An exact, line-by-line copy is needed, beginning at the line with "Can you see the brown" and ending at the last line of the listing below.

◆ The data ◆
Segment Open

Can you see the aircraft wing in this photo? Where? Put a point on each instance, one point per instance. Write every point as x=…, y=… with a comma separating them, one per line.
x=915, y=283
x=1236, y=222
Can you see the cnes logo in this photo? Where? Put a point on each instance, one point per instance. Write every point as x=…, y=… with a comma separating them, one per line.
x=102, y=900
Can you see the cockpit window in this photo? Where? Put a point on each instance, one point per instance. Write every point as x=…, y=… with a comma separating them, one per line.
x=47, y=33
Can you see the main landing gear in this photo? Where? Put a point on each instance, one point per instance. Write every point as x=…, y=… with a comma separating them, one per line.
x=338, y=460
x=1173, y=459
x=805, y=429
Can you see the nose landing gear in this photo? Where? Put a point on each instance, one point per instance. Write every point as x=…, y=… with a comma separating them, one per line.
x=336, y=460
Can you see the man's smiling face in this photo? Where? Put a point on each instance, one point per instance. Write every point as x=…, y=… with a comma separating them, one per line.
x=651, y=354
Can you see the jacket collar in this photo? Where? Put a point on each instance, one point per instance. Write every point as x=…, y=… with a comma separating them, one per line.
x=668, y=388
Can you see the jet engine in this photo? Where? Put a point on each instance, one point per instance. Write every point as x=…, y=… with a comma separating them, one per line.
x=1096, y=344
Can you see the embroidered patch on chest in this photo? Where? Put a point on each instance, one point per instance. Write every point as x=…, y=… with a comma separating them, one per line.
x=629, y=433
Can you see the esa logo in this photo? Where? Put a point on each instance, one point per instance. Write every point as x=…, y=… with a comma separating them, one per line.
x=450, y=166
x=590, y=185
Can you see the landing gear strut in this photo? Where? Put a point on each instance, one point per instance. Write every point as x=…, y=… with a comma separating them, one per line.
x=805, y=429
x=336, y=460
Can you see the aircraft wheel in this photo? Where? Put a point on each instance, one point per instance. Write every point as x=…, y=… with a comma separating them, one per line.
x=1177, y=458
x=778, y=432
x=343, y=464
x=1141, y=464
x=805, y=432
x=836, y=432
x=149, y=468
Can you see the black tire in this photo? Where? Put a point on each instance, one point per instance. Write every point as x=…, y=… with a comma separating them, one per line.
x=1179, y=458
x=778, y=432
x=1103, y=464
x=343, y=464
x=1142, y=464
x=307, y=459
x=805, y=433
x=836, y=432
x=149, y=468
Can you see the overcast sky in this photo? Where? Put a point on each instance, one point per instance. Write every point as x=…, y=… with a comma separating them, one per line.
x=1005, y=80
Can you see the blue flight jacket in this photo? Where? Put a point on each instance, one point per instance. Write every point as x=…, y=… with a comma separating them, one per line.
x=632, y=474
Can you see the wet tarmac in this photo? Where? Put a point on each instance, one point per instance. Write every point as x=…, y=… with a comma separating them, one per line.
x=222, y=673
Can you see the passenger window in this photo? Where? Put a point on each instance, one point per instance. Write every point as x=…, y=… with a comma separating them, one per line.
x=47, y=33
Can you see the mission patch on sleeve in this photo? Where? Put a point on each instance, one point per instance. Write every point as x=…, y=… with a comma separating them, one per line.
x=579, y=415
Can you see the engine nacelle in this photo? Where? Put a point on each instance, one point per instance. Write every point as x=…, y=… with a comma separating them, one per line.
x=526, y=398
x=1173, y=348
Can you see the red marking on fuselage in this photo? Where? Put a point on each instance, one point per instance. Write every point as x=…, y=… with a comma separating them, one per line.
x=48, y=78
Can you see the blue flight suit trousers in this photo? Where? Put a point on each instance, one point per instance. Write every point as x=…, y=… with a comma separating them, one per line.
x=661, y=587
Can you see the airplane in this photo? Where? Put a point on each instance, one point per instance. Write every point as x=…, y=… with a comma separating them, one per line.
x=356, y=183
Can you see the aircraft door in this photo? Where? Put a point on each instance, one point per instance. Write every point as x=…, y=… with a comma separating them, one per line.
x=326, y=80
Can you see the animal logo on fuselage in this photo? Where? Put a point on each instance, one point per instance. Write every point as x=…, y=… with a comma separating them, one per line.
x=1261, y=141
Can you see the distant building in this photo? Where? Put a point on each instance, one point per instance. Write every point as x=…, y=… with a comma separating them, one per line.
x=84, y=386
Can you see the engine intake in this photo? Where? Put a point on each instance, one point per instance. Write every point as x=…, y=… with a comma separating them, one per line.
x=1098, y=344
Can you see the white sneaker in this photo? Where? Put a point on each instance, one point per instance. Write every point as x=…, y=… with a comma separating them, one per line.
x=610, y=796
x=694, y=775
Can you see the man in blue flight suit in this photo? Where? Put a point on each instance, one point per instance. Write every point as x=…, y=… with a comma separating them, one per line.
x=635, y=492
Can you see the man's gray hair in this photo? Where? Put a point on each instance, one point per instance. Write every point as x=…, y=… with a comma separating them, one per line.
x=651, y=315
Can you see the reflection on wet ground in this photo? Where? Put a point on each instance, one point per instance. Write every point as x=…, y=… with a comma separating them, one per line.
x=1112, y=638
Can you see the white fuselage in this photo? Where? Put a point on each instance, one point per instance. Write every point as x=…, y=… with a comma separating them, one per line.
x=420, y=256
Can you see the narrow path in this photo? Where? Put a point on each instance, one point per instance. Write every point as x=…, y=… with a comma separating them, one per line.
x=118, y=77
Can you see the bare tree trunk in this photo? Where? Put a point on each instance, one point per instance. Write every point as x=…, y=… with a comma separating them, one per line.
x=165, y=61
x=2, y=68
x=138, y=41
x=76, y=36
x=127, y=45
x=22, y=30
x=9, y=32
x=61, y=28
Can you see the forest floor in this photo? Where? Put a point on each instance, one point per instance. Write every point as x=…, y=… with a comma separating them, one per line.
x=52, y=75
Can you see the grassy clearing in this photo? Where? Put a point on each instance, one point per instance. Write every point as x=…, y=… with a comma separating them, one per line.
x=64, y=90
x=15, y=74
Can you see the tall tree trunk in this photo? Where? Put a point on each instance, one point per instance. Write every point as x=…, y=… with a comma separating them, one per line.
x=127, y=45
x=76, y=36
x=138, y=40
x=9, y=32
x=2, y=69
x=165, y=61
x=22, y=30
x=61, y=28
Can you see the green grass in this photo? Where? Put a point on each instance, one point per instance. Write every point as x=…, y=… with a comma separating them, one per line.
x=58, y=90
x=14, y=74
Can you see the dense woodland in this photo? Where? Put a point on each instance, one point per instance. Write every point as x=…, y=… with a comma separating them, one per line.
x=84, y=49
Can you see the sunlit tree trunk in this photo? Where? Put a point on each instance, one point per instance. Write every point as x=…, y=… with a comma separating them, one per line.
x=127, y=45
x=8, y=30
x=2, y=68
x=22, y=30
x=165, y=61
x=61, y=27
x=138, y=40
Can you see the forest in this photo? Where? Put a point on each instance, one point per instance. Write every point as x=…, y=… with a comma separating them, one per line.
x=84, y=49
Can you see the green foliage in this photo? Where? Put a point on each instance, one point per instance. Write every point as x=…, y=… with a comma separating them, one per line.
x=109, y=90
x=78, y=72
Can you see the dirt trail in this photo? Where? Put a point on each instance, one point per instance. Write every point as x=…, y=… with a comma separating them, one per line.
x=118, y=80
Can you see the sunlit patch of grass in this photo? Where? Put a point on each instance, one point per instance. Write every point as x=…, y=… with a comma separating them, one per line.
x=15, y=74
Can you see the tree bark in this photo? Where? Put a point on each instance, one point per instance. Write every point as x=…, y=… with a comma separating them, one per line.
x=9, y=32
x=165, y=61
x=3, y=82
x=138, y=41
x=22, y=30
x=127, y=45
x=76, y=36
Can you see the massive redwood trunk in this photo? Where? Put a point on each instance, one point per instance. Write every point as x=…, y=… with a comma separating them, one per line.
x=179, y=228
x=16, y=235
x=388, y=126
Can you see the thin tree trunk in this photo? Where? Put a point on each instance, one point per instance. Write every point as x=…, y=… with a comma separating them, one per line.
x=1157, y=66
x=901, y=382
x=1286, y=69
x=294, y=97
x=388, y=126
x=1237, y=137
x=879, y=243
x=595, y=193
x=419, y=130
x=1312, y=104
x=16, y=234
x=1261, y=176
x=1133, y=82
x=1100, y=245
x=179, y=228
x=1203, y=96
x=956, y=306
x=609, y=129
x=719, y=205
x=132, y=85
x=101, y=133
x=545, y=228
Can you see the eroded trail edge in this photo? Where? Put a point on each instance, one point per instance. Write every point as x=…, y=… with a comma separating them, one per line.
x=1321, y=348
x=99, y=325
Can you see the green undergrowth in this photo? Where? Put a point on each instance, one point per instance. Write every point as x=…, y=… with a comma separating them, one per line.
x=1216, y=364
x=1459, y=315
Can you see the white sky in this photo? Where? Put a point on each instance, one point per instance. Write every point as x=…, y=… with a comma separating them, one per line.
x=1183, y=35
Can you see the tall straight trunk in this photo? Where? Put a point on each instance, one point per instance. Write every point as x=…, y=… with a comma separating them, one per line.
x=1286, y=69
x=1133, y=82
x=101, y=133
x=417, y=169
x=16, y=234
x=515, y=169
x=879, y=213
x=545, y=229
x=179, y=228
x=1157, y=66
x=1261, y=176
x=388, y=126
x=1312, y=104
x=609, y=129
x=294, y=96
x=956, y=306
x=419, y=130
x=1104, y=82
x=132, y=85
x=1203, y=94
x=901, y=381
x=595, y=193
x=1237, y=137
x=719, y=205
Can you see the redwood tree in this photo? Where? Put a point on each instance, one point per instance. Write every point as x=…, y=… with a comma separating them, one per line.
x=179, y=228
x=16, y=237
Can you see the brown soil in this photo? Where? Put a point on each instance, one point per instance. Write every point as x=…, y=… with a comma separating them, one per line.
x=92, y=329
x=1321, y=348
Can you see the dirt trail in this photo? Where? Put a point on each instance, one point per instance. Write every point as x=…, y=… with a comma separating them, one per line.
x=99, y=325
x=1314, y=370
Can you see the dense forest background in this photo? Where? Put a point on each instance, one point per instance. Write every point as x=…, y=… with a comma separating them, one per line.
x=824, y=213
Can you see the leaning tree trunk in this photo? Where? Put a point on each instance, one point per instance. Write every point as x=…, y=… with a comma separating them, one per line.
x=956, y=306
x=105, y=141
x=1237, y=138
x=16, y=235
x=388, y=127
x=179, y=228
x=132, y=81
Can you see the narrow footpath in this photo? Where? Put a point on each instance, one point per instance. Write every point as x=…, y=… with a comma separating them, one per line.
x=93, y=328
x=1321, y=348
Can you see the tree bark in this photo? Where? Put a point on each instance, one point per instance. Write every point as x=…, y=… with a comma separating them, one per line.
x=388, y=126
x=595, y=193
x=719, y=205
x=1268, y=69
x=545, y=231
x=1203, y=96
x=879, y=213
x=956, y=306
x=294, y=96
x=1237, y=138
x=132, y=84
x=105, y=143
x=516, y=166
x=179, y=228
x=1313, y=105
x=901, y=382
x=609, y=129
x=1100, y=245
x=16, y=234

Segment Closed

◆ Task result ◆
Can you see the brown soil in this photo? Where? Put a point on each instance, one point per instance. Write every point as x=…, y=… with a comma separating them, one per line.
x=92, y=329
x=1321, y=348
Can you see the dirt trail in this photo? Where? Put a point on each instance, one point per instance. Write every point as x=…, y=… with a comma separating them, one per line.
x=99, y=325
x=1314, y=370
Can you see the dense forest background in this photo? Where? Put a point on each instance, one point per instance. Write every point as x=…, y=… with a comma separating them, one per line.
x=824, y=213
Can you see the leaning tree trunk in this photo? Where? Put a point on each instance, one point per instance. Write every point as x=…, y=… with a comma separating them, one per line.
x=956, y=306
x=105, y=141
x=1237, y=138
x=16, y=235
x=388, y=127
x=179, y=228
x=132, y=81
Can you see the narrow footpath in this photo? Where? Put a point on each instance, one point per instance. Write every point as x=…, y=… with a comma separating them, one per line.
x=93, y=328
x=1321, y=348
Can you see the tree bark in this photo? Where? Put a point on each instance, one point per instance. Write every point as x=…, y=… with a comma separating them, one per line.
x=388, y=126
x=595, y=193
x=719, y=205
x=1268, y=69
x=545, y=231
x=1203, y=96
x=879, y=213
x=956, y=306
x=294, y=96
x=1237, y=138
x=132, y=84
x=105, y=143
x=516, y=166
x=179, y=228
x=1313, y=105
x=901, y=382
x=609, y=129
x=1100, y=245
x=16, y=234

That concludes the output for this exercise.